__What you should do__.
Among the entries below, how many lines hold the word "then"? Reply with the number only.

━━━━━━━━━━━━━━━━━━━━━━━━━━━━━━

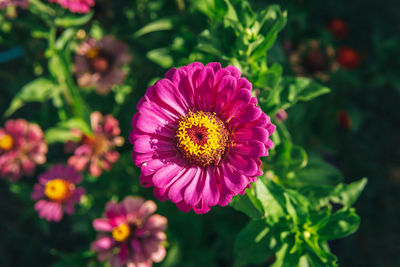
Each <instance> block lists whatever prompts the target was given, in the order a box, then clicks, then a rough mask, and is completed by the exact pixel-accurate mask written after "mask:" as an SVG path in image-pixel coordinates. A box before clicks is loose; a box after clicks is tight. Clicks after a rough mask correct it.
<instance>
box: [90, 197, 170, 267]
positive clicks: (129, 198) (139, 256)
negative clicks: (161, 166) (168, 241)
mask: <svg viewBox="0 0 400 267" xmlns="http://www.w3.org/2000/svg"><path fill="white" fill-rule="evenodd" d="M156 209H157V205H156V204H155V203H154V202H153V201H151V200H149V201H144V200H143V199H142V198H140V197H136V198H134V197H126V198H125V199H124V200H123V201H122V202H121V203H115V202H108V203H107V206H106V211H105V214H104V217H105V218H101V219H96V220H94V221H93V227H94V228H95V229H96V230H97V231H101V232H103V233H101V234H99V235H98V236H97V240H96V241H95V242H93V243H92V246H91V249H92V250H93V251H95V252H97V258H98V260H99V261H110V264H111V267H119V266H132V267H133V266H140V267H146V266H152V263H153V262H161V261H162V260H163V259H164V257H165V255H166V250H165V248H164V246H163V245H162V242H164V241H165V240H166V235H165V233H164V231H165V229H166V228H167V218H165V217H163V216H160V215H158V214H153V213H154V212H155V210H156Z"/></svg>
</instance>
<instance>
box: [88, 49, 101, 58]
mask: <svg viewBox="0 0 400 267" xmlns="http://www.w3.org/2000/svg"><path fill="white" fill-rule="evenodd" d="M99 52H100V51H99V49H98V48H97V47H93V48H91V49H90V50H89V51H88V52H87V53H86V57H87V58H90V59H93V58H96V57H97V56H98V55H99Z"/></svg>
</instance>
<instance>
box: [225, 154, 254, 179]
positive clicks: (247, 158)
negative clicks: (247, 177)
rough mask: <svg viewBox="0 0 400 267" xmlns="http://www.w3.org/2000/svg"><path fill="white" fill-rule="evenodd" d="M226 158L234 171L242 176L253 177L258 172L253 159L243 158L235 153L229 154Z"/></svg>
mask: <svg viewBox="0 0 400 267" xmlns="http://www.w3.org/2000/svg"><path fill="white" fill-rule="evenodd" d="M228 158H229V161H230V162H231V163H232V165H233V166H234V167H235V168H236V170H237V171H238V172H239V173H241V174H243V175H246V176H255V175H256V174H257V172H258V170H259V169H258V166H257V164H256V163H255V162H254V160H253V159H248V158H243V157H242V156H240V155H238V154H236V153H230V154H229V155H228Z"/></svg>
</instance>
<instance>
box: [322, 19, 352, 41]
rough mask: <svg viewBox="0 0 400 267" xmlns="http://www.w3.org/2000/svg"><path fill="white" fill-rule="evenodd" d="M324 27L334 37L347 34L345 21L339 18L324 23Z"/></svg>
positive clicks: (342, 37)
mask: <svg viewBox="0 0 400 267" xmlns="http://www.w3.org/2000/svg"><path fill="white" fill-rule="evenodd" d="M326 29H327V30H328V31H330V32H331V33H332V34H333V36H334V37H335V38H336V39H343V38H344V37H346V36H347V35H348V34H349V26H348V24H347V22H346V21H345V20H343V19H340V18H335V19H332V20H330V21H329V22H328V24H327V25H326Z"/></svg>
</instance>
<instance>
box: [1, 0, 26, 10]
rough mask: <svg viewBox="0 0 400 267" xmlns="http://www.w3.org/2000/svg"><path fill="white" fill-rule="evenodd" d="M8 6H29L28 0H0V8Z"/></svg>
mask: <svg viewBox="0 0 400 267" xmlns="http://www.w3.org/2000/svg"><path fill="white" fill-rule="evenodd" d="M8 6H18V7H23V8H27V7H28V6H29V0H0V9H5V8H6V7H8Z"/></svg>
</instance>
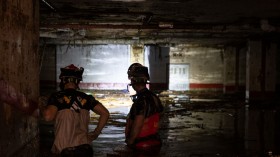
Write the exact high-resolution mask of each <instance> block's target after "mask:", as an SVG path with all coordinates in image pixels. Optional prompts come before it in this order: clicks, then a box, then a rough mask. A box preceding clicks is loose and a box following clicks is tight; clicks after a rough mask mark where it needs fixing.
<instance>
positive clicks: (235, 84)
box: [223, 47, 239, 93]
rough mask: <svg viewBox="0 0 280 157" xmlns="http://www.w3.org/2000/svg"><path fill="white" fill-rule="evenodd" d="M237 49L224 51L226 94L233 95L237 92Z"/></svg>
mask: <svg viewBox="0 0 280 157" xmlns="http://www.w3.org/2000/svg"><path fill="white" fill-rule="evenodd" d="M236 50H237V49H236V48H235V47H227V48H225V50H224V53H223V56H224V88H223V92H224V93H232V92H235V91H236V83H238V72H237V71H236V68H237V67H238V65H236V61H237V60H238V59H239V58H238V57H237V55H236V54H237V52H236Z"/></svg>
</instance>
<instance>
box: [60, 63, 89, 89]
mask: <svg viewBox="0 0 280 157" xmlns="http://www.w3.org/2000/svg"><path fill="white" fill-rule="evenodd" d="M60 71H61V73H60V75H59V79H60V80H61V82H60V84H59V86H60V88H61V89H64V85H65V84H67V83H69V82H73V83H75V84H76V85H77V88H79V86H78V84H79V83H80V81H82V80H83V77H82V75H83V72H84V68H83V67H80V68H78V67H76V66H75V65H73V64H70V65H68V66H66V67H64V68H60Z"/></svg>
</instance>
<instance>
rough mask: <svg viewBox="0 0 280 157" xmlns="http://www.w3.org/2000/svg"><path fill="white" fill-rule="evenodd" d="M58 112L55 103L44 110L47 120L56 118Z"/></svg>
mask: <svg viewBox="0 0 280 157" xmlns="http://www.w3.org/2000/svg"><path fill="white" fill-rule="evenodd" d="M56 113H57V107H56V106H54V105H48V106H47V107H46V109H44V111H43V116H44V119H45V121H52V120H54V118H55V116H56Z"/></svg>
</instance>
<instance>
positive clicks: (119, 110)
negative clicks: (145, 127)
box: [41, 99, 280, 157]
mask: <svg viewBox="0 0 280 157" xmlns="http://www.w3.org/2000/svg"><path fill="white" fill-rule="evenodd" d="M177 100H178V99H177ZM184 100H185V102H178V101H177V102H176V101H175V103H174V101H173V103H170V101H169V100H166V99H165V100H163V99H162V102H163V103H164V106H165V111H164V114H162V121H161V130H160V135H161V137H162V140H163V146H162V149H161V151H160V153H159V155H158V156H160V157H212V156H222V157H224V156H225V157H231V156H269V154H270V156H278V153H279V152H278V150H279V149H278V148H279V145H278V144H279V143H278V139H279V134H280V133H278V132H279V131H280V130H279V124H278V123H277V118H278V117H279V115H278V111H277V110H276V109H269V110H261V109H260V110H250V109H249V108H246V105H244V103H240V102H224V101H219V100H215V101H209V100H206V99H205V100H202V99H201V100H198V99H197V100H193V101H187V102H186V99H184ZM119 101H121V100H119ZM112 102H113V101H112V100H110V103H112ZM104 104H106V103H105V102H104ZM247 107H248V106H247ZM129 108H130V106H129V105H123V106H120V107H116V106H113V107H109V111H110V113H111V117H110V119H109V122H108V124H107V125H106V127H105V128H104V129H103V131H102V134H101V135H100V136H99V138H98V139H97V140H95V141H93V142H92V146H93V149H94V156H95V157H107V156H108V157H109V156H129V153H126V149H125V143H124V139H125V138H124V127H125V118H126V115H127V113H128V112H129ZM95 125H96V116H95V115H92V121H91V124H90V126H89V128H90V129H92V130H93V129H94V128H95ZM41 130H42V131H41V134H44V135H42V136H41V144H42V145H41V146H42V151H41V152H42V156H48V149H47V148H49V147H50V146H51V142H52V138H53V136H52V132H51V125H48V124H46V123H45V122H41ZM47 130H48V131H47ZM279 156H280V155H279Z"/></svg>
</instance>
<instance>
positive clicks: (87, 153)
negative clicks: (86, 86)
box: [43, 64, 109, 157]
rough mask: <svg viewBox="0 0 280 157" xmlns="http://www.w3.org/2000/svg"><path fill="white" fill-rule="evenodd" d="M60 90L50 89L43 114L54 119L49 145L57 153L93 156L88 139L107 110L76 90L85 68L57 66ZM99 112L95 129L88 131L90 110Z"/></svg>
mask: <svg viewBox="0 0 280 157" xmlns="http://www.w3.org/2000/svg"><path fill="white" fill-rule="evenodd" d="M60 71H61V74H60V76H59V78H60V80H61V82H60V88H61V91H58V92H55V93H53V94H52V95H51V96H50V98H49V100H48V104H47V107H46V109H45V110H44V111H43V117H44V119H45V120H46V121H52V120H54V130H55V139H54V143H53V146H52V152H53V153H54V154H60V156H62V157H64V156H68V157H69V156H71V157H74V156H75V157H76V156H79V157H80V156H83V157H92V156H93V149H92V147H91V145H90V144H91V142H92V141H93V140H95V139H96V138H97V137H98V136H99V134H100V133H101V131H102V129H103V128H104V126H105V125H106V123H107V121H108V118H109V112H108V110H107V109H106V108H105V107H104V106H103V105H102V103H100V102H99V101H98V100H96V99H95V98H94V97H93V96H92V95H87V94H86V93H84V92H81V91H78V89H79V83H80V81H82V74H83V71H84V69H83V68H82V67H81V68H78V67H76V66H74V65H73V64H71V65H69V66H66V67H65V68H61V69H60ZM90 110H92V111H93V112H95V113H96V114H98V115H99V119H98V123H97V126H96V128H95V129H94V131H92V132H89V129H88V125H89V120H90V115H89V113H90V112H89V111H90Z"/></svg>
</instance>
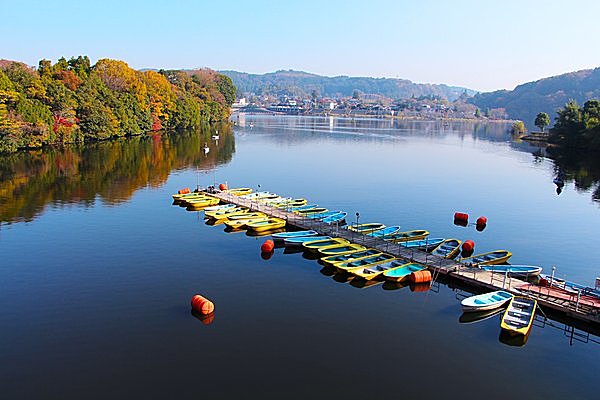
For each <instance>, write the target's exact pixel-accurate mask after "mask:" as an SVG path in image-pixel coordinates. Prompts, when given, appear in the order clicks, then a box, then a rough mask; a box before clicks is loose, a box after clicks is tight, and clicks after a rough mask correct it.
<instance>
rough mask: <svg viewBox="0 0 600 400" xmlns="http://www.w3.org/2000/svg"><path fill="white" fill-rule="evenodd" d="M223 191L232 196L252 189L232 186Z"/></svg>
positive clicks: (238, 194) (248, 193) (248, 190)
mask: <svg viewBox="0 0 600 400" xmlns="http://www.w3.org/2000/svg"><path fill="white" fill-rule="evenodd" d="M225 193H229V194H232V195H234V196H243V195H245V194H250V193H252V189H250V188H233V189H227V190H225Z"/></svg>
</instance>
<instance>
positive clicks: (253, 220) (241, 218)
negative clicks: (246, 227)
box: [223, 216, 269, 229]
mask: <svg viewBox="0 0 600 400" xmlns="http://www.w3.org/2000/svg"><path fill="white" fill-rule="evenodd" d="M268 219H269V217H267V216H264V217H252V218H241V219H228V220H225V221H224V222H223V223H224V224H225V225H227V226H228V227H230V228H231V229H241V228H244V227H245V226H247V225H248V224H251V223H255V222H262V221H266V220H268Z"/></svg>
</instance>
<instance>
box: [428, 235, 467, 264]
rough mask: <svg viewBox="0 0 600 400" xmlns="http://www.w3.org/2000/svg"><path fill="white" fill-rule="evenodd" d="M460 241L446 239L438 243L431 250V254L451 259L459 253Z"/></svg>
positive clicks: (457, 240)
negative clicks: (435, 247)
mask: <svg viewBox="0 0 600 400" xmlns="http://www.w3.org/2000/svg"><path fill="white" fill-rule="evenodd" d="M461 243H462V242H461V241H460V240H458V239H446V240H444V241H443V242H442V243H440V244H439V245H438V246H437V247H436V248H435V249H433V250H431V254H435V255H436V256H440V257H444V258H449V259H452V258H454V257H456V256H457V255H458V253H459V252H460V245H461Z"/></svg>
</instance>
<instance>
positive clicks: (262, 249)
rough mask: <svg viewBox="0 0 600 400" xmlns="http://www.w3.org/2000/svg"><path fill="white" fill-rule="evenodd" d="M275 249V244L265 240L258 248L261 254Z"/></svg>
mask: <svg viewBox="0 0 600 400" xmlns="http://www.w3.org/2000/svg"><path fill="white" fill-rule="evenodd" d="M274 248H275V243H274V242H273V241H272V240H270V239H269V240H265V242H264V243H263V244H262V246H260V251H261V252H263V253H270V252H272V251H273V249H274Z"/></svg>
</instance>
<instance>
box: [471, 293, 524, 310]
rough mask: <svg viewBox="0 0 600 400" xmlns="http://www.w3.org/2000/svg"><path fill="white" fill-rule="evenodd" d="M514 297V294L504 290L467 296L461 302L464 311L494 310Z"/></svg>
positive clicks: (508, 301)
mask: <svg viewBox="0 0 600 400" xmlns="http://www.w3.org/2000/svg"><path fill="white" fill-rule="evenodd" d="M512 298H513V295H512V294H511V293H509V292H505V291H504V290H497V291H495V292H490V293H484V294H478V295H476V296H471V297H467V298H466V299H463V301H461V302H460V305H461V306H462V309H463V312H471V311H485V310H493V309H495V308H499V307H502V306H503V305H505V304H506V303H508V302H509V301H510V300H511V299H512Z"/></svg>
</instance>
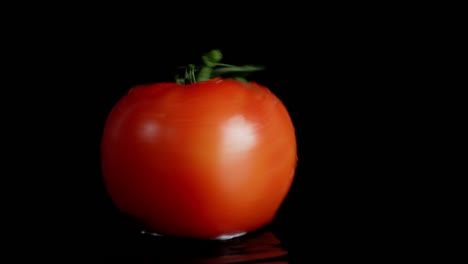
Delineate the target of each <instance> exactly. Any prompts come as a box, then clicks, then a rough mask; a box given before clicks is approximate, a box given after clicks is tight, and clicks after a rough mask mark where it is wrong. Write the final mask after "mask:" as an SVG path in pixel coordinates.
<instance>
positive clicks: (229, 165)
mask: <svg viewBox="0 0 468 264" xmlns="http://www.w3.org/2000/svg"><path fill="white" fill-rule="evenodd" d="M101 162H102V174H103V178H104V182H105V185H106V188H107V191H108V193H109V195H110V197H111V199H112V200H113V202H114V203H115V205H116V207H117V208H118V209H119V210H120V211H122V212H124V213H126V214H128V215H131V216H133V217H135V218H137V219H139V220H140V221H142V222H143V223H145V225H146V226H147V227H148V228H149V229H150V230H149V231H151V232H156V233H158V234H163V235H169V236H177V237H190V238H201V239H214V238H219V237H221V236H226V235H234V234H241V233H245V232H251V231H254V230H256V229H258V228H260V227H262V226H265V225H267V224H268V223H270V222H271V221H272V220H273V219H274V217H275V215H276V213H277V211H278V209H279V207H280V206H281V204H282V202H283V200H284V198H285V197H286V195H287V193H288V192H289V189H290V186H291V184H292V181H293V178H294V173H295V168H296V162H297V154H296V137H295V130H294V126H293V123H292V120H291V118H290V116H289V114H288V111H287V109H286V108H285V106H284V104H283V103H282V102H281V101H280V100H279V99H278V98H277V97H276V96H275V95H274V94H273V93H272V92H271V91H270V90H269V89H268V88H266V87H264V86H262V85H260V84H257V83H255V82H248V83H245V82H241V81H237V80H231V79H225V78H221V77H217V78H214V79H210V80H206V81H201V82H195V83H192V84H177V83H171V82H163V83H153V84H144V85H139V86H135V87H133V88H132V89H130V91H129V92H128V93H127V94H126V95H125V96H123V97H122V98H121V99H120V100H119V101H118V102H117V103H116V105H115V106H114V107H113V109H112V111H111V112H110V114H109V116H108V118H107V120H106V123H105V126H104V132H103V136H102V142H101Z"/></svg>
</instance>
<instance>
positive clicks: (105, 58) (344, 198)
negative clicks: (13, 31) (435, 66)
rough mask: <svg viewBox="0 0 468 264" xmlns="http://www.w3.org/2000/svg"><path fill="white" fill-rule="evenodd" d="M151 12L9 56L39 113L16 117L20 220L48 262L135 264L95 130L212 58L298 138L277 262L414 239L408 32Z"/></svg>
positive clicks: (109, 18) (417, 57)
mask: <svg viewBox="0 0 468 264" xmlns="http://www.w3.org/2000/svg"><path fill="white" fill-rule="evenodd" d="M238 8H239V7H238ZM270 8H271V7H270ZM357 9H359V8H357ZM152 10H153V12H152V13H150V14H141V13H132V12H130V11H128V10H127V11H125V12H112V11H111V10H107V11H106V10H105V9H99V11H97V10H96V11H95V12H93V11H90V10H89V9H87V11H88V12H86V15H83V16H81V15H78V14H79V12H77V11H76V10H75V11H74V12H72V11H71V10H70V13H67V12H63V13H61V14H60V15H58V16H53V17H51V18H47V17H43V20H44V21H43V22H42V20H41V23H40V24H36V23H33V22H31V23H29V24H28V25H27V26H26V29H27V30H26V31H23V33H22V35H23V37H24V36H26V38H25V40H24V41H20V42H21V45H19V47H20V51H19V52H18V53H17V54H18V55H20V57H21V58H24V60H21V61H20V62H19V63H18V61H16V65H15V67H18V68H20V69H24V68H26V69H27V72H28V75H29V78H20V77H18V78H17V79H16V86H21V87H23V86H24V87H26V85H23V84H24V83H25V82H26V80H25V79H28V80H29V81H32V83H34V85H28V86H27V87H28V89H26V90H21V92H24V93H27V95H28V96H27V100H30V101H31V102H34V103H35V104H32V105H34V106H36V105H37V106H38V107H34V108H33V109H31V110H30V111H28V112H27V114H26V117H27V118H28V120H32V121H34V122H33V124H31V126H33V127H34V129H35V134H34V135H35V138H36V139H40V140H30V141H31V142H27V143H26V144H27V145H28V144H31V145H32V144H33V143H37V142H39V144H38V146H37V147H36V146H35V147H34V151H32V154H31V156H32V158H33V160H34V161H35V163H34V164H35V165H34V166H32V168H33V169H36V171H38V172H39V171H40V172H41V174H42V175H44V176H43V177H41V178H36V177H34V176H33V177H31V178H33V180H32V182H34V183H32V184H30V185H28V187H25V188H27V189H28V190H29V189H31V191H32V192H29V193H34V195H32V196H33V199H32V200H33V201H34V202H37V204H36V203H33V204H34V206H32V209H31V210H30V211H28V212H27V217H21V220H22V221H21V222H24V226H25V228H24V230H26V231H25V232H26V233H25V236H27V234H28V233H27V232H29V231H28V230H31V229H35V230H37V231H36V232H41V231H43V232H41V234H43V235H44V236H42V237H48V240H51V241H53V242H54V247H52V248H51V249H50V252H54V250H55V251H58V249H57V248H61V249H60V250H62V251H63V250H70V251H72V252H76V253H78V254H88V253H89V252H93V254H99V253H101V254H104V255H119V254H133V253H134V250H133V249H132V247H125V246H122V245H128V244H131V243H130V242H128V241H127V242H125V235H124V234H123V233H122V235H120V234H119V233H118V232H119V230H124V229H125V226H126V223H125V221H124V220H122V219H121V218H120V216H119V215H118V214H117V213H116V211H115V209H114V207H113V206H112V203H111V202H110V200H109V198H108V197H107V194H106V192H105V189H104V186H103V183H102V181H101V175H100V164H99V144H100V137H101V133H102V128H103V125H104V122H105V119H106V116H107V114H108V113H109V111H110V110H111V108H112V106H113V104H114V103H115V102H116V101H117V100H118V99H119V98H120V97H121V96H123V95H124V94H125V93H126V92H127V91H128V89H129V88H130V87H131V86H133V85H136V84H141V83H148V82H158V81H170V80H172V78H173V73H174V69H175V68H176V67H178V66H183V65H186V64H188V63H197V62H198V61H199V58H200V56H201V54H202V53H204V52H206V51H209V50H211V49H213V48H219V49H221V50H222V51H223V53H224V60H223V61H224V62H226V63H230V64H235V65H241V64H262V65H265V66H266V71H264V72H261V73H258V74H255V75H254V76H253V77H254V78H255V79H256V81H257V82H259V83H261V84H263V85H265V86H268V87H269V88H270V89H271V90H272V92H274V93H275V94H276V95H277V96H278V97H279V98H280V99H281V100H282V101H283V103H284V104H285V105H286V107H287V108H288V110H289V112H290V115H291V118H292V120H293V123H294V125H295V128H296V135H297V142H298V157H299V162H298V167H297V172H296V177H295V181H294V184H293V186H292V189H291V191H290V193H289V195H288V197H287V199H286V200H285V202H284V204H283V206H282V207H281V209H280V211H279V212H278V217H277V219H276V220H275V222H274V223H273V227H272V228H274V230H276V231H275V232H277V234H278V236H279V237H280V240H282V241H283V243H285V244H286V245H287V247H288V251H290V252H291V254H293V255H294V254H296V257H297V256H308V257H311V258H313V256H315V255H320V254H324V252H354V253H363V254H365V252H366V251H369V248H372V249H373V251H375V250H388V249H389V248H390V249H392V250H393V249H394V250H396V251H398V250H399V249H401V247H400V246H398V245H395V244H391V245H390V247H389V246H388V245H387V246H386V247H385V246H380V245H381V244H379V243H378V242H382V241H390V240H391V238H394V237H396V236H397V234H399V232H400V231H399V230H401V228H406V227H408V226H412V225H413V222H412V221H411V220H409V219H410V216H411V215H412V214H414V210H417V208H418V207H417V206H414V205H415V204H416V203H417V199H413V198H414V197H412V196H411V195H410V193H411V191H413V189H412V186H413V184H414V183H415V182H417V181H418V179H416V178H414V177H415V176H414V174H412V172H414V171H413V170H414V168H407V167H406V165H409V164H410V163H413V164H414V160H415V157H414V156H413V153H415V152H416V149H417V146H419V144H418V142H417V141H418V134H417V132H415V130H414V127H415V125H417V122H419V121H418V120H421V118H420V116H421V115H422V114H423V113H421V112H419V110H418V109H415V108H414V103H415V102H416V101H415V96H414V95H415V94H418V91H417V90H418V88H419V87H418V86H417V83H418V77H416V76H421V67H420V66H421V64H424V62H425V60H426V58H425V57H424V56H422V53H423V52H422V51H423V50H424V49H425V46H424V44H421V42H419V41H418V36H419V34H422V33H421V32H422V31H421V28H419V27H418V23H411V24H404V23H403V24H400V22H401V19H407V18H405V15H406V14H400V15H401V16H400V17H399V19H396V18H395V17H392V16H391V15H389V14H388V13H386V12H385V11H384V10H382V9H376V10H375V12H373V13H372V14H368V13H366V12H359V10H358V12H357V13H356V8H353V9H352V10H353V12H349V10H348V9H347V7H344V6H343V7H332V8H325V9H310V8H305V7H302V8H301V7H299V6H295V7H291V6H290V7H288V8H287V9H282V8H277V9H275V10H273V9H271V10H269V11H267V10H263V9H260V10H254V9H252V8H250V7H249V8H247V7H246V6H241V8H239V10H237V9H236V10H235V11H232V8H221V9H219V8H218V9H216V8H215V9H214V10H211V9H202V10H201V11H197V12H195V11H193V12H191V11H189V10H190V8H187V9H184V12H181V13H178V12H175V11H174V10H175V9H173V7H153V9H152ZM227 10H230V11H227ZM280 11H281V12H280ZM231 12H232V13H231ZM72 13H73V14H74V15H72ZM200 14H202V15H200ZM229 14H230V15H229ZM407 20H408V19H407ZM399 21H400V22H399ZM17 35H21V34H19V33H17ZM24 72H26V71H24ZM29 72H30V73H29ZM23 75H24V74H23ZM23 133H26V134H27V135H29V136H30V135H31V134H30V133H29V132H27V131H23ZM408 142H411V144H406V143H408ZM19 169H20V170H18V171H21V172H22V171H23V169H30V168H24V166H22V167H20V168H19ZM25 175H26V174H25ZM28 175H29V174H28ZM36 183H37V184H36ZM38 186H41V187H40V188H39V187H38ZM42 186H44V187H42ZM36 193H38V194H37V195H36ZM43 198H44V199H43ZM17 208H18V207H17ZM20 208H21V207H20ZM16 210H17V211H22V212H23V211H24V210H21V209H16ZM23 213H24V212H23ZM31 218H33V219H34V221H33V222H31V221H29V220H30V219H31ZM122 232H123V231H122ZM34 241H40V240H34ZM122 241H124V242H122ZM406 241H408V240H406ZM31 243H34V242H31ZM42 243H44V242H42ZM39 244H41V243H39ZM351 248H352V249H353V250H351ZM132 250H133V251H132ZM80 252H81V253H80ZM89 254H91V253H89ZM343 254H345V253H343ZM332 255H333V253H332ZM335 255H336V254H335ZM297 258H300V257H297Z"/></svg>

━━━━━━━━━━━━━━━━━━━━━━━━━━━━━━

__Response to this task__.
4